What this task involves:
Retype the listing that follows, word for word.

Records to process:
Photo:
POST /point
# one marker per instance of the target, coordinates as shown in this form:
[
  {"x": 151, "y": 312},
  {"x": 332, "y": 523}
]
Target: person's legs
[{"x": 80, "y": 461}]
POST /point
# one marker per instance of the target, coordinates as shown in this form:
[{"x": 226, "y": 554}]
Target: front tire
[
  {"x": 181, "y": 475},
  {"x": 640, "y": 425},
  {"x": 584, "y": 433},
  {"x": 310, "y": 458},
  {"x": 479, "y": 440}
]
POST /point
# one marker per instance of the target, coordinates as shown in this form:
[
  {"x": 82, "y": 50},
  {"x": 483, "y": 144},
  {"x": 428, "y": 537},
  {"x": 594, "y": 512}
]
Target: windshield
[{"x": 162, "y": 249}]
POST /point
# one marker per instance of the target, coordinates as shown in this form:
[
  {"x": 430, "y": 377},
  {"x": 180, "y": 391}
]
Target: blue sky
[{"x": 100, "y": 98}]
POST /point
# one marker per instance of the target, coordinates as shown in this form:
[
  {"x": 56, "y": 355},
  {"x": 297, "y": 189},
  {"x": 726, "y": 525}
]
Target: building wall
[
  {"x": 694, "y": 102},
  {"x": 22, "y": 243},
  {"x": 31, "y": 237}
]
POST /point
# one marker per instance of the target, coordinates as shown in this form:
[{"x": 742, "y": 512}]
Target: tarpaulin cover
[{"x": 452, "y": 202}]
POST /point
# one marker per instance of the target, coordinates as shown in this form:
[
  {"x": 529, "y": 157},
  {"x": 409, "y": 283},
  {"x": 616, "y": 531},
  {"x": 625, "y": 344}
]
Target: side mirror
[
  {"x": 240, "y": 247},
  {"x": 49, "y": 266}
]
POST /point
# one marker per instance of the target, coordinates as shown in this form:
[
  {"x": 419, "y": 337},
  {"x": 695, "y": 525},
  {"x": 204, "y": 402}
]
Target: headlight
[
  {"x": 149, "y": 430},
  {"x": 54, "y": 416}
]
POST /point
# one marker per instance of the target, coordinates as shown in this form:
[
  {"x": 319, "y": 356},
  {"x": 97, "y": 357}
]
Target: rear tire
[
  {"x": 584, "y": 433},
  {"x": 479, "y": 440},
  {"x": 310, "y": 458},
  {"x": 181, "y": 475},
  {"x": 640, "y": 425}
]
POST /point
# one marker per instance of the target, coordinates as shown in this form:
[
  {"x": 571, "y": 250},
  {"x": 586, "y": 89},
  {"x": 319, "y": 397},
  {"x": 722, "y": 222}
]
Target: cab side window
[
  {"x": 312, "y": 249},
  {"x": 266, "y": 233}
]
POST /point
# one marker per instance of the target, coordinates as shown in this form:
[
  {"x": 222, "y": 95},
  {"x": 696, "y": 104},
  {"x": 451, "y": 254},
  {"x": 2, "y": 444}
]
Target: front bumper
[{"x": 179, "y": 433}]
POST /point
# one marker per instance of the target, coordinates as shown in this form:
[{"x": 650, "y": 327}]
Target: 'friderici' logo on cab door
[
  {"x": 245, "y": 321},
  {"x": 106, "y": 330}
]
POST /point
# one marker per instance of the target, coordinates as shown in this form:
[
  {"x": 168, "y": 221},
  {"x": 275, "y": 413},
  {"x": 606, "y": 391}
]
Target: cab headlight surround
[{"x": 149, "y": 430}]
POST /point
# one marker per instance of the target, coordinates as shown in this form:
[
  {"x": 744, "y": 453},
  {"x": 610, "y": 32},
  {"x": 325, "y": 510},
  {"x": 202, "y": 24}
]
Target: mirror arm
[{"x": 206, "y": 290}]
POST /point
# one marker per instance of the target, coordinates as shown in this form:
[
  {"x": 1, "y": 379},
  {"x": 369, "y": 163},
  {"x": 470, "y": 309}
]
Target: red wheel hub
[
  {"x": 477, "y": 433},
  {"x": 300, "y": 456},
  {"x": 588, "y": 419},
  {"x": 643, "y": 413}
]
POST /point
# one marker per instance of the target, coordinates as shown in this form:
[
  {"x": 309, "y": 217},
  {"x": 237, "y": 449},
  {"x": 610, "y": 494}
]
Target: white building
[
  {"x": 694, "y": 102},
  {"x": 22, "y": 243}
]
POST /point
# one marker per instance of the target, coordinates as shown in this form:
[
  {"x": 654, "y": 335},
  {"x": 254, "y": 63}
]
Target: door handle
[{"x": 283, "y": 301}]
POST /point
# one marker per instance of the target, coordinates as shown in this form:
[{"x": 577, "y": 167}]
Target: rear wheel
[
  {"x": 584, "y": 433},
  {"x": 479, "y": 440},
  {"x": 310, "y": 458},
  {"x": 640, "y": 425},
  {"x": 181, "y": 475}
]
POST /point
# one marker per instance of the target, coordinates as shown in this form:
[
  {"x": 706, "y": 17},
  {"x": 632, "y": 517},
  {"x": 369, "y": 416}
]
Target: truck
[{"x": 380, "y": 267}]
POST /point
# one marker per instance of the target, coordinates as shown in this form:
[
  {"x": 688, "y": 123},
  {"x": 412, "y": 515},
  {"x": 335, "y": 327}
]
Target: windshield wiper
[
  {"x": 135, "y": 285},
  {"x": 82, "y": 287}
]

The solution:
Photo:
POST /point
# one marker per instance of the target, coordinates as shown in this form:
[
  {"x": 151, "y": 312},
  {"x": 332, "y": 523}
]
Target: person's legs
[{"x": 80, "y": 461}]
POST /point
# one marker per instance of the target, coordinates as shown in this form:
[{"x": 226, "y": 554}]
Target: front tire
[
  {"x": 181, "y": 475},
  {"x": 640, "y": 425},
  {"x": 584, "y": 433},
  {"x": 310, "y": 458},
  {"x": 479, "y": 440}
]
POST /point
# one marker per instance of the target, coordinates as shown in this form:
[
  {"x": 82, "y": 50},
  {"x": 483, "y": 144},
  {"x": 428, "y": 537},
  {"x": 594, "y": 512}
]
Target: windshield
[{"x": 162, "y": 249}]
POST /point
# one marker per instance of the target, coordinates as shown in this form:
[
  {"x": 430, "y": 377},
  {"x": 180, "y": 391}
]
Target: blue sky
[{"x": 100, "y": 98}]
POST /point
# one marker per instance of the target, coordinates as shown in this form:
[
  {"x": 56, "y": 355},
  {"x": 297, "y": 189},
  {"x": 726, "y": 525}
]
Target: building wall
[
  {"x": 694, "y": 102},
  {"x": 22, "y": 243},
  {"x": 31, "y": 237}
]
POST /point
# one marker per instance of the target, coordinates as shown in this form:
[{"x": 742, "y": 512}]
Target: tarpaulin cover
[{"x": 452, "y": 202}]
POST /point
# one marker per instance of the target, coordinates as shown in this form:
[
  {"x": 529, "y": 157},
  {"x": 409, "y": 283},
  {"x": 616, "y": 531},
  {"x": 625, "y": 344}
]
Target: side mirror
[
  {"x": 240, "y": 247},
  {"x": 49, "y": 266}
]
POST /point
# one marker per instance of the target, coordinates as shown in this form:
[
  {"x": 419, "y": 337},
  {"x": 695, "y": 525},
  {"x": 204, "y": 402}
]
Target: headlight
[
  {"x": 149, "y": 430},
  {"x": 54, "y": 416}
]
POST /point
# one marker per instance of the target, coordinates as shown in this form:
[
  {"x": 319, "y": 356},
  {"x": 97, "y": 357}
]
Target: rear tire
[
  {"x": 584, "y": 433},
  {"x": 479, "y": 440},
  {"x": 310, "y": 458},
  {"x": 181, "y": 475},
  {"x": 640, "y": 425}
]
POST /point
# one marker per instance of the target, coordinates as shown in this form:
[
  {"x": 571, "y": 250},
  {"x": 586, "y": 89},
  {"x": 319, "y": 397},
  {"x": 722, "y": 222}
]
Target: cab side window
[
  {"x": 312, "y": 249},
  {"x": 266, "y": 233}
]
POST /point
# one marker per instance of the target, coordinates as shown in this form:
[
  {"x": 222, "y": 95},
  {"x": 696, "y": 104},
  {"x": 451, "y": 254},
  {"x": 2, "y": 444}
]
Target: front bumper
[{"x": 179, "y": 433}]
POST /point
# one marker per instance of the target, coordinates as shown in this form:
[{"x": 650, "y": 327}]
Target: 'friderici' logo on cab door
[
  {"x": 245, "y": 321},
  {"x": 106, "y": 330}
]
POST /point
# one marker per instance of the target, coordinates as shown in this form:
[
  {"x": 168, "y": 221},
  {"x": 275, "y": 413},
  {"x": 606, "y": 391}
]
Target: cab headlight surround
[{"x": 149, "y": 430}]
POST /point
# one marker per instance of the target, coordinates as shown in this form:
[
  {"x": 744, "y": 453},
  {"x": 610, "y": 32},
  {"x": 325, "y": 510},
  {"x": 202, "y": 24}
]
Target: mirror arm
[{"x": 206, "y": 290}]
POST /point
# one marker per instance of the target, coordinates as shown in this form:
[
  {"x": 1, "y": 379},
  {"x": 369, "y": 163},
  {"x": 470, "y": 309}
]
Target: red wheel hub
[
  {"x": 477, "y": 433},
  {"x": 300, "y": 456},
  {"x": 588, "y": 419},
  {"x": 643, "y": 413}
]
POST /point
# one marker per instance of the target, coordinates as shown in this form:
[
  {"x": 309, "y": 217},
  {"x": 237, "y": 449},
  {"x": 610, "y": 494}
]
Target: white building
[
  {"x": 694, "y": 102},
  {"x": 22, "y": 243}
]
POST /point
# one marker per instance of the target, coordinates as shown in this form:
[
  {"x": 654, "y": 335},
  {"x": 254, "y": 63}
]
Target: door handle
[{"x": 283, "y": 301}]
POST /point
# one marker per instance of the target, coordinates as shown in this form:
[{"x": 577, "y": 167}]
Target: rear wheel
[
  {"x": 584, "y": 433},
  {"x": 479, "y": 440},
  {"x": 310, "y": 458},
  {"x": 640, "y": 425},
  {"x": 181, "y": 475}
]
POST /point
# one marker per instance of the target, coordinates as shown in this form:
[
  {"x": 706, "y": 17},
  {"x": 632, "y": 517},
  {"x": 369, "y": 416}
]
Target: truck
[{"x": 380, "y": 267}]
POST /point
# one marker per instance of the target, coordinates as shown in this form:
[
  {"x": 688, "y": 123},
  {"x": 412, "y": 515},
  {"x": 335, "y": 327}
]
Target: windshield wiper
[
  {"x": 135, "y": 285},
  {"x": 82, "y": 287}
]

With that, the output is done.